TEXTO PROPORCIONADO:
___

El río Babahoyo es una de las vías de comunicación entre poblaciones asentadas en la cuenca baja del Guayas, aunque la navegación ha disminuido a causa de las vías terrestres.
El río Babahoyo es una de las vías de comunicación entre poblaciones asentadas en la cuenca baja del Guayas, aunque la navegación ha disminuido a causa de las vías terrestres.
Fotos: Karly Torres / ET
25 de agosto de 2019 - 00:00 - Redacción Intercultural

Hubo un tiempo, hasta hace tres décadas por lo menos, en que el río Babahoyo era la principal vía de comunicación entre las poblaciones asentadas en sus riberas. Por allí fluía el comercio interno y era el termómetro del desarrollo de las parroquias.

Poblaciones como Samborondón (Guayas) eran referentes de la navegación fluvial en la cuenca baja del Guayas. Los habitantes ribereños, a más de la agricultura y la ganadería, vieron en la construcción de embarcaciones un medio de sustento.

Crónicas recopiladas por el Municipio de Samborondón refieren que los primeros astilleros en la localidad datan de la Colonia; en esos territorios se formaron aquellos hombres que laboraban la madera para convertirla en embarcaciones.

Abel Briones muestra una pequeña canoa que vende como juguete.

Como en esta zona abundaban los ríos y esteros y por ser una zona baja que se inundaba con facilidad durante la estación lluviosa, el comercio se hacía mediante canoas.

Por eso, ser astilleros de río era una de las actividades a la que se dedicaban hábiles artesanos.

Samborondón, hasta finales del siglo pasado, era un punto neurálgico de comercio con poblaciones como La Victoria, Las Palmas, la hacienda La Clementina, Durán, Guayaquil, recintos Los Ángeles, zonas de Yaguachi recintos del cantón Yaguachi; además de Pimocha, Baba y Babahoyo (Los Ríos).

A mediados del siglo XX las canoas fueron provistas de motores fuera de borda; no solo se transportaba carga en ellas sino también pasajeros; en otros casos se las usaba para la pesca.

___

OBJETIVOS:
1. Según el texto sobre el río Babahoyo, ¿de qué época datan los primeros astilleros de Samborondón?
2. ¿Cuáles son todos los usos que, según el texto sobre el río Babahoyo, se daban a las canoas provistas de motores fuera de borda a mediados del siglo XX?
3. Extrae del texto sobre el río Babahoyo el fragmento que empieza en las palabras "Crónicas recopiladas por" y se detiene después de "Babahoyo (Los Ríos).".

___

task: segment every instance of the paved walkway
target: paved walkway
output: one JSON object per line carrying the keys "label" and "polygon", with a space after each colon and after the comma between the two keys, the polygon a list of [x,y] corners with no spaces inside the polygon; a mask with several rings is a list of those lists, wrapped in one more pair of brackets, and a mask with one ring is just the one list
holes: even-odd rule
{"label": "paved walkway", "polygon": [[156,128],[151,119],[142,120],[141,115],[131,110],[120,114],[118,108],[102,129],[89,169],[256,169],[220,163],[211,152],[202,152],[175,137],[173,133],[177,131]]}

___

RESPUESTAS POR TAREA:
1. Datan de la Colonia.

2. Transporte de carga, transporte de pasajeros y pesca.

3.
Crónicas recopiladas por el Municipio de Samborondón refieren que los primeros astilleros en la localidad datan de la Colonia; en esos territorios se formaron aquellos hombres que laboraban la madera para convertirla en embarcaciones.

Abel Briones muestra una pequeña canoa que vende como juguete.

Como en esta zona abundaban los ríos y esteros y por ser una zona baja que se inundaba con facilidad durante la estación lluviosa, el comercio se hacía mediante canoas.

Por eso, ser astilleros de río era una de las actividades a la que se dedicaban hábiles artesanos.

Samborondón, hasta finales del siglo pasado, era un punto neurálgico de comercio con poblaciones como La Victoria, Las Palmas, la hacienda La Clementina, Durán, Guayaquil, recintos Los Ángeles, zonas de Yaguachi recintos del cantón Yaguachi; además de Pimocha, Baba y Babahoyo (Los Ríos).